→ **Page excerpt**
________

That summer, I moved into my first off-campus house: a spacious private room in a house with a household that seemed too good to be true at first, and later, unfortunately, I’d learned was a dangerous place, victim to alcoholic domestic violence and fighting which I had the unfortunate displeasure of getting entangled in. I scrolled through local listings that night, stumbled on an open room by none other than ΓΛ, contacted him, and then ran away from my current place on foot the next morning.
We lived together for a year at that house. I paid under the table and my name wasn’t officially on the lease because ΓΛ kept putting it off. Over the next year, some of my most valuable college memories came to fruition at that house. It was around this time that I noticed that ΓΛ had a growing hoarding tendency, though I minded my own business and didn’t say anything. I later discovered that he was pulling online Amazon review scams for money and free items, but again, didn’t speak up.
Life was good for me until the housing crisis hit. A few of us from that house continued to stick together and look for our next place as a group. Less than a week before we would have become homeless, we found our next place. Our lease started one day before we would have become homeless. It was a close call. At our next house, we lived there all the way up until-
The ΛΓ Incident
Wind the clock forward to January 2023. One of our housemates, ΛΓ was moving out after a year of living with us. She was a good friend and I was very sad to see her go. At this point, the house consisted of ΛΓ, ΚΒ, ΙΑ, myself, and ΓΛ and his girlfriend ΚΡ. Only ΓΛ, ΚΡ, and I were on the lease. I had insisted that he add the others to the lease as well so that they could get the legal protections of tenancy, but he never bothered. Because he was the one who had all the power over the affairs of the house, there was nothing I could do, and so everyone else continued to live under the table without the protection of a lease.
After ΛΓ moved out, I understood why. He stole her security deposit. She told me everything that had happened and advised I move out as soon as possible. When he tried to defend himself, he tried saying it was because he had to clean up the mess that she and her cat had generated, even though he was the one who permitted her to have a cat in the first place in contradiction with the lease and frankly, I can attest to no such mess. He kept the entire deposit, and she called him out publicly, and now nobody wanted to live with him – understandably.
That meant that to cover the cost of a vacant room, rent for the rest of us increased substantially.
We no longer trusted ΓΛ, and neither did anyone else in Merced. He was now known as a thief, liar, scammer, and manipulator.

________

→ **Entries shown**
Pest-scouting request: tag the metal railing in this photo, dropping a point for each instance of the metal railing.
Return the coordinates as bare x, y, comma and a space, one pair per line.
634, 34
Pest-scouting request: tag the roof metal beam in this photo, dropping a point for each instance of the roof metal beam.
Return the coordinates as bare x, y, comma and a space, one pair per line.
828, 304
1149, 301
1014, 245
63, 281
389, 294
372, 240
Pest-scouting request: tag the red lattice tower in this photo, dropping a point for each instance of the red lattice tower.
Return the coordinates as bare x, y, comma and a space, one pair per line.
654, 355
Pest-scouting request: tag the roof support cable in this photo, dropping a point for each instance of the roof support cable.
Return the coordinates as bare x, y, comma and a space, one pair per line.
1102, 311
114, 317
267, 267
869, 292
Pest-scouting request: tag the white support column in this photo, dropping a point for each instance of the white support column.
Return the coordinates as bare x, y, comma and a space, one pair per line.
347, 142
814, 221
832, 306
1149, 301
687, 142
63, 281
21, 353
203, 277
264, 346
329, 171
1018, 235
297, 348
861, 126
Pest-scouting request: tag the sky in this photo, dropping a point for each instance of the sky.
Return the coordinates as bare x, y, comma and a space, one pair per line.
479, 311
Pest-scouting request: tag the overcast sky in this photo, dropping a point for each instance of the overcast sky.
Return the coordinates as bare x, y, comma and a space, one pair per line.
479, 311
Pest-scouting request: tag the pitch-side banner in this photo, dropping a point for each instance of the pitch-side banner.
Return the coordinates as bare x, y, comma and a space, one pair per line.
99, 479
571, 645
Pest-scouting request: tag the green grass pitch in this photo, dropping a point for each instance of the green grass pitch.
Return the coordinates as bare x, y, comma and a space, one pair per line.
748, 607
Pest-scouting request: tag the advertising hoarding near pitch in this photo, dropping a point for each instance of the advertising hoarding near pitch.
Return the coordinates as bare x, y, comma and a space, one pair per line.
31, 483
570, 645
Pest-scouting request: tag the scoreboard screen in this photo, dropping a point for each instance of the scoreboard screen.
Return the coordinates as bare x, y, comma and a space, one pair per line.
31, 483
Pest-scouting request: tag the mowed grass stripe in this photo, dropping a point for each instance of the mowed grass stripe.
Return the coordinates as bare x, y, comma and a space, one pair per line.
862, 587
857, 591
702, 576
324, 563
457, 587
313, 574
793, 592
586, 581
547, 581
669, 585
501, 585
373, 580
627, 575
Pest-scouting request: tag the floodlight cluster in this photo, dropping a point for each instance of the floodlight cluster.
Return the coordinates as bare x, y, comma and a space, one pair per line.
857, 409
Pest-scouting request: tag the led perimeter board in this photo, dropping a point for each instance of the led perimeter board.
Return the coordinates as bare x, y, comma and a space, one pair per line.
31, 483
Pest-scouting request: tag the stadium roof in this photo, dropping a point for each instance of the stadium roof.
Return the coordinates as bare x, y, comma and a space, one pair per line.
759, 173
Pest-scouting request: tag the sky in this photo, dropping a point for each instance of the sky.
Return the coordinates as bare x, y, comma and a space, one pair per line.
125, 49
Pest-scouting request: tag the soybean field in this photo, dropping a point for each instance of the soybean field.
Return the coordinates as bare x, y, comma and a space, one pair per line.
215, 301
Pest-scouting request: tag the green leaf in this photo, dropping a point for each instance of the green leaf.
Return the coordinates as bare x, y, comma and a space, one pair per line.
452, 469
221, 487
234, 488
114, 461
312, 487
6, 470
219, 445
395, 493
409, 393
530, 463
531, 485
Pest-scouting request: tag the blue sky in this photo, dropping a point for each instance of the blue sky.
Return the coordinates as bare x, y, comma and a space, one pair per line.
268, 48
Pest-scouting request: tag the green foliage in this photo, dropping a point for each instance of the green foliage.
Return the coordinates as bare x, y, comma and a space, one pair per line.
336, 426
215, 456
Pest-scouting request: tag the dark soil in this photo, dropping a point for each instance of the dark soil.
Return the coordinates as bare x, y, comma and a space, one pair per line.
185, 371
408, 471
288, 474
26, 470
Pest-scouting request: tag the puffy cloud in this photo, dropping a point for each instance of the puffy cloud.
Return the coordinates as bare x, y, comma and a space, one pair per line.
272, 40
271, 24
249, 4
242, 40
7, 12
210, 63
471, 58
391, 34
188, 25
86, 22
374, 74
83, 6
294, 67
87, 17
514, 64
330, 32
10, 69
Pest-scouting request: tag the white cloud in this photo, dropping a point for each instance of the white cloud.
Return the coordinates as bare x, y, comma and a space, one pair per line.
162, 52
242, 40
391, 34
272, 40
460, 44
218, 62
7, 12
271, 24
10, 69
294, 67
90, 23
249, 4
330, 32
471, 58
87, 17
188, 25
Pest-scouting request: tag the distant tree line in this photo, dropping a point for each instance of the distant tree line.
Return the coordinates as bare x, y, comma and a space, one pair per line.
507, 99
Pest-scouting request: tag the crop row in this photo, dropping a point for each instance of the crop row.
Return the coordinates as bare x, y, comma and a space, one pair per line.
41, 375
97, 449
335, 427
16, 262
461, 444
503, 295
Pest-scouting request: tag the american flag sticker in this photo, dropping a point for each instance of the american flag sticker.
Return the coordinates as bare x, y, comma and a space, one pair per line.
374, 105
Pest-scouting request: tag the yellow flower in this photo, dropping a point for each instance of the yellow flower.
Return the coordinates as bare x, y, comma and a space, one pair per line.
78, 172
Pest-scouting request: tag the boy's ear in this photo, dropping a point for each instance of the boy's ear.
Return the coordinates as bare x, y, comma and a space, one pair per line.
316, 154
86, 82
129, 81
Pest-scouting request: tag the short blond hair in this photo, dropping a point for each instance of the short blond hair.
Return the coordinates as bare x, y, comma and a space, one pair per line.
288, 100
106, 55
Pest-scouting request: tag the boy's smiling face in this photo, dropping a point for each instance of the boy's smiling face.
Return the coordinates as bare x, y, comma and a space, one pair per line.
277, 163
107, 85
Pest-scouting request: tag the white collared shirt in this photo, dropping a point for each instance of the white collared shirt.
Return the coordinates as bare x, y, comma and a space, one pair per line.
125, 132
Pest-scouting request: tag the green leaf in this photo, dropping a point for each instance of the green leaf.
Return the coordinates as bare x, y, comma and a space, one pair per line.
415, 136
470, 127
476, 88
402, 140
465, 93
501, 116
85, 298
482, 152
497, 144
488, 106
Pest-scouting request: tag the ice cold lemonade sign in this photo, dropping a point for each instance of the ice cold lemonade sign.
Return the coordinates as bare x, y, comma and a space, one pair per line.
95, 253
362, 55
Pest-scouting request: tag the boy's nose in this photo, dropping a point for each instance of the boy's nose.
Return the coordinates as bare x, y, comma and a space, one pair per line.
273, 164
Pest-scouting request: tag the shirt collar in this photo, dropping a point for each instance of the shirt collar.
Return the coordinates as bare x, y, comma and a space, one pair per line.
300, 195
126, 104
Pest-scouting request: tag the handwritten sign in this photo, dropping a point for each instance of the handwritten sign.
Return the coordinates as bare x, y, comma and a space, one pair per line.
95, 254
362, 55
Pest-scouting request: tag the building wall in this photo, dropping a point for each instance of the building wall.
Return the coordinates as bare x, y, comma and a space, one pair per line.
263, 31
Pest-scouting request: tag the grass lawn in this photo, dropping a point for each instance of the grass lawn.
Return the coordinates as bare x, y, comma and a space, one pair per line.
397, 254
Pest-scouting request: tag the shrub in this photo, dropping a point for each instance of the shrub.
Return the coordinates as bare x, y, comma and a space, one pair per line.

________

→ **Tasks and exercises**
- a) List every word the housing account uses for what ΓΛ became known as after the deposit dispute.
- b) Echo the housing account from "We lived together" up to and including "didn’t speak up.".

→ **Correct answers**
- a) thief, liar, scammer, manipulator

- b)
We lived together for a year at that house. I paid under the table and my name wasn’t officially on the lease because ΓΛ kept putting it off. Over the next year, some of my most valuable college memories came to fruition at that house. It was around this time that I noticed that ΓΛ had a growing hoarding tendency, though I minded my own business and didn’t say anything. I later discovered that he was pulling online Amazon review scams for money and free items, but again, didn’t speak up.